--- Problem ---
Return, word for word, the entries below that run from the line containing "Can you spot the cabinet door?" through the line containing "x=611, y=283", with both of those lines included.

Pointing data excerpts
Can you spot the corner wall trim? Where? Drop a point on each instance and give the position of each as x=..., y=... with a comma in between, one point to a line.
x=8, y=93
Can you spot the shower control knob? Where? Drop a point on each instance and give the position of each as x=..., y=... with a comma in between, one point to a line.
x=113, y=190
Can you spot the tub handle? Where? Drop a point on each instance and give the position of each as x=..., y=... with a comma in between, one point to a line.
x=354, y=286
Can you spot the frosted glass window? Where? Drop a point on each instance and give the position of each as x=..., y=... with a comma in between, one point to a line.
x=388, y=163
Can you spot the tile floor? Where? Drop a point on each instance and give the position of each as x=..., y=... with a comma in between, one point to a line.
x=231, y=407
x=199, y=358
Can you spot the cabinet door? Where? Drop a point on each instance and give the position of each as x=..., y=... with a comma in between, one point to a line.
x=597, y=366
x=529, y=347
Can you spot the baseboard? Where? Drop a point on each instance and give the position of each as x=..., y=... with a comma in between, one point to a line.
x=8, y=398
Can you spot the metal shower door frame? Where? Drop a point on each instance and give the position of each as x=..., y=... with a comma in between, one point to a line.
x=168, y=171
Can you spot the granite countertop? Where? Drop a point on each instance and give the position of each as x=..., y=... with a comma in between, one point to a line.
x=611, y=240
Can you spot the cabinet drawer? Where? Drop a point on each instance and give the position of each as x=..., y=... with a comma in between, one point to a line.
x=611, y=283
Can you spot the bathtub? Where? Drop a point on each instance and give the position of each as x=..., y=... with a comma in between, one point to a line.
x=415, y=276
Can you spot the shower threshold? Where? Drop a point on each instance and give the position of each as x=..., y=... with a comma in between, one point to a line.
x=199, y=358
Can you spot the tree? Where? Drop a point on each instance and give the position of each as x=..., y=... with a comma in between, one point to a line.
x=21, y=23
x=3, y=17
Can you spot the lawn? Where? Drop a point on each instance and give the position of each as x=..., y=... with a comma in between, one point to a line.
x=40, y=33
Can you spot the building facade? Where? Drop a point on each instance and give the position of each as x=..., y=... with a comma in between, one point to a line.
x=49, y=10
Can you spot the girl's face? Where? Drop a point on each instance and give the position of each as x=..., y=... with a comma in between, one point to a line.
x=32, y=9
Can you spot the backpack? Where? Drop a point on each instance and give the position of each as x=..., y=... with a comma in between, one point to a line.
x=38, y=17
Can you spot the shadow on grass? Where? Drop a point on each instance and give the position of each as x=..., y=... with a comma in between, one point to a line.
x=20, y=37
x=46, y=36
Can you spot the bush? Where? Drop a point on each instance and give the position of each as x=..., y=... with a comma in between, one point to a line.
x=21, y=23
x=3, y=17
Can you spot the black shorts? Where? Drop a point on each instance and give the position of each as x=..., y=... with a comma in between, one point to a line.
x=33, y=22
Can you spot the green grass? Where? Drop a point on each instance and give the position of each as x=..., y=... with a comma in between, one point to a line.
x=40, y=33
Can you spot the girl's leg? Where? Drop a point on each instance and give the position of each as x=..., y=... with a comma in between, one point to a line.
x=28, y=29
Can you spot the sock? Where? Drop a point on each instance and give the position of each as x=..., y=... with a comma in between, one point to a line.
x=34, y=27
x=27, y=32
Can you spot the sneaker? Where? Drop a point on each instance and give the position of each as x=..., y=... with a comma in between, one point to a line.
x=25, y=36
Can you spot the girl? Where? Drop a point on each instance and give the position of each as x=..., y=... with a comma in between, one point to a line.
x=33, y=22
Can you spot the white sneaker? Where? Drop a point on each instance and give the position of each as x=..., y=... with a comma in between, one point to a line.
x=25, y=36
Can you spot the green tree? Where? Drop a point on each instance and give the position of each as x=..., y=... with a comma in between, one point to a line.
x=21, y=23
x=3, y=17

--- Answer to the exercise ---
Can you spot the cabinet door? Where? Drop a point on each instance and give the position of each as x=..., y=... with a comma in between, one point to a line.
x=597, y=366
x=529, y=347
Can you spot the baseboard? Where? Drop a point on each instance and give the position of each as x=..., y=... with a comma in between, one point to a line.
x=8, y=398
Can you spot the metal shower door frame? Where? Drop a point on each instance and give the position of each as x=..., y=... with a comma in between, one point to a line.
x=168, y=171
Can you spot the granite countertop? Where? Drop a point on each instance and give the position of each as x=..., y=... with a comma in between, one point to a line.
x=611, y=240
Can you spot the cabinet drawer? Where? Drop a point on each instance and give the position of each as x=..., y=... with a comma in between, one point to a line.
x=611, y=283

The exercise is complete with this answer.